▶ **ARTICLE**
==============================

A sandbox for the screen locker

Making our screen locker as secure as possible has been an aim for us for a long time. A fully secure screen locker is difficult to achieve on the X11 platform as I outlined in the past. But Wayland is coming which gives us a better and more secure platform in general.

With Wayland it is not as trivial as on X11 to install a key logger and to gain the user’s password. For attackers the user’s password is interesting – on a sudo enabled system it might be possible to use it to become root – and there is a chance that it is the facebook password as well. So gaining a password is interesting. The lock screen is an area where we know that the password will be entered. This means the lock screen is an interesting target.

On X11 it is not interesting as it’s easier to just block the lock screen and exchange it with a custom application which looks like the lock screen. But on Wayland attacking the lock screen becomes interesting again.

==============================

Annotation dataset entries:
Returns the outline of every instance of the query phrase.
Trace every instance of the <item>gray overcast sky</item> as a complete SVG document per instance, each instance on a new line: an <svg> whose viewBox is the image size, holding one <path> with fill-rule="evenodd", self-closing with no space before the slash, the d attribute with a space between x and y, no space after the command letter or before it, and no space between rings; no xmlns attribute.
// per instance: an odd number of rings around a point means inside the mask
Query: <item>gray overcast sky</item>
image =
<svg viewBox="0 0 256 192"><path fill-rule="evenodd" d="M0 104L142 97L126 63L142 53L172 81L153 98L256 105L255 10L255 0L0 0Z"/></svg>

==============================

▶ **SET PROBLEM A**
Return the passage of the screen locker post from "A sandbox for" down to "platform in general.", word for word.
▶ **SET PROBLEM B**
According to the screen locker post, what might an attacker be able to do with the user's password on a sudo enabled system?
The material has nothing to do with what comes next.

▶ **TASK OUTPUT A**
A sandbox for the screen locker

Making our screen locker as secure as possible has been an aim for us for a long time. A fully secure screen locker is difficult to achieve on the X11 platform as I outlined in the past. But Wayland is coming which gives us a better and more secure platform in general.

▶ **TASK OUTPUT B**
Use it to become root.